● **WORK REQUIRED**:
Could you extract the part of the passage about Rudelbach starting with "From 1846 to" and going on through "3 March 1862.", copying it word for word?

● **EXCERPT**:
While at the University, he collaborated with N. F. S. Grundtvig in editing the Theologisk Maanedskrift, which was published in 13 volumes. For a time, he and Grudtvig shared ecclesiastical views when it came to the rationalism, however, Rudelbach began to distance himself from Grundtvig after his return to Denmark in 1845. He spoke in opposition, in particular, against Grundtvig's growing influence over the Church of Denmark and Danish national identity.

From 1846 to 1848 he lectured at the University of Copenhagen on Dogmatic theology. Although his theological stances had prevented him from gaining a position at the University in the 1820s, he now enjoyed some level of protection from his patron, King Christian VIII. After the King's death in 1848, however, criticisms of Rudelbach were renewed. This opposition prevented him from being formally accepted as a lecturer at the University. He left Copenhagen that year, accepting a position as the parish priest in Slagelse at Saint Mikkels Church. He died in Slagelse on 3 March 1862.

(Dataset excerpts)
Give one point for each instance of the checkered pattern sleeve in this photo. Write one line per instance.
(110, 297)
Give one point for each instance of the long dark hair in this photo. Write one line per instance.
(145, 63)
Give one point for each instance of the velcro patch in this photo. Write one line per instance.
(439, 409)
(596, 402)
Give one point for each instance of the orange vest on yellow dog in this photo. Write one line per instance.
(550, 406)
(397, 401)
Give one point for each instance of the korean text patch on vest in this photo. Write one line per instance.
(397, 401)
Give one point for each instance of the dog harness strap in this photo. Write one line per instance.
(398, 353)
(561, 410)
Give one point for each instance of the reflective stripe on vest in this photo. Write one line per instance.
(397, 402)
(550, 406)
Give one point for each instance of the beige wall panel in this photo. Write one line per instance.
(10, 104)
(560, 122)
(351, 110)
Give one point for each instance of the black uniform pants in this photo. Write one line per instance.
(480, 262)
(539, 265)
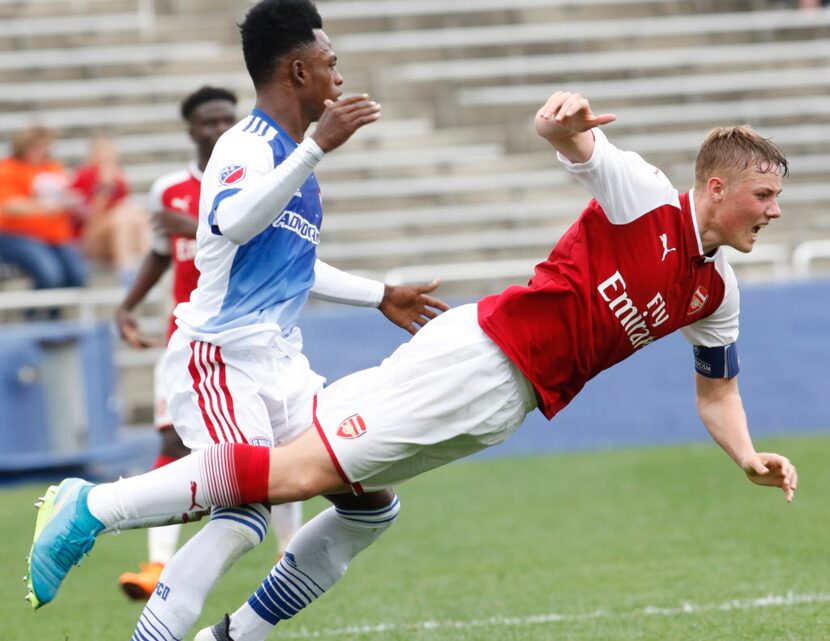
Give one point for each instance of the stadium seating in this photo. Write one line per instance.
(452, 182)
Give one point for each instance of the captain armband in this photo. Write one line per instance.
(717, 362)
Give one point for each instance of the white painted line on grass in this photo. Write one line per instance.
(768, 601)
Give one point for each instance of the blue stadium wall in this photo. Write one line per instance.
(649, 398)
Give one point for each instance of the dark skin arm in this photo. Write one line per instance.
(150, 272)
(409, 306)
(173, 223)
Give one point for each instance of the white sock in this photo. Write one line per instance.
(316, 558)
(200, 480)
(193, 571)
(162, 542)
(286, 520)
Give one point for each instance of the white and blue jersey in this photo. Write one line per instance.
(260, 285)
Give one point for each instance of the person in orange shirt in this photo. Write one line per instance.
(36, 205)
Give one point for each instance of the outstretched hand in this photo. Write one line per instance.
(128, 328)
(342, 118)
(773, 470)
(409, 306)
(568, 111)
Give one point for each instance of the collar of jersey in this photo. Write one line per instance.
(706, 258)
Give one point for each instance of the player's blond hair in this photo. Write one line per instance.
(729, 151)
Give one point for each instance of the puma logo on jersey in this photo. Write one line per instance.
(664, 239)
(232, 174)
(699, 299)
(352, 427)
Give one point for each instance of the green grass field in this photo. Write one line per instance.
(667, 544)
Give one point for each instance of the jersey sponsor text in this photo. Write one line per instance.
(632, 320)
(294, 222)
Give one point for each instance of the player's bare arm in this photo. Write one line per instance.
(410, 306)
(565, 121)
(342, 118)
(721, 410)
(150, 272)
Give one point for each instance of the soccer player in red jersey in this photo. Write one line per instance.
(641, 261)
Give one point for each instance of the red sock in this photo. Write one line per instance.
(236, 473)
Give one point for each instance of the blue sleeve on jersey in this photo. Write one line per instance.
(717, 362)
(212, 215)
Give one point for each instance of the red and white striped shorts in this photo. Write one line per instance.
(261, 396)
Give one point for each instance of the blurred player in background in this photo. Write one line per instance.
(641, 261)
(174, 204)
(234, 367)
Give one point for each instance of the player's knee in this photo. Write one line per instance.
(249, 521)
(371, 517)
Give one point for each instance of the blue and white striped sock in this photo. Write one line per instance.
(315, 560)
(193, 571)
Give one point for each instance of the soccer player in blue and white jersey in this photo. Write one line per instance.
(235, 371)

● **SOLVED EXERCISE**:
From 1846 to 1848 he lectured at the University of Copenhagen on Dogmatic theology. Although his theological stances had prevented him from gaining a position at the University in the 1820s, he now enjoyed some level of protection from his patron, King Christian VIII. After the King's death in 1848, however, criticisms of Rudelbach were renewed. This opposition prevented him from being formally accepted as a lecturer at the University. He left Copenhagen that year, accepting a position as the parish priest in Slagelse at Saint Mikkels Church. He died in Slagelse on 3 March 1862.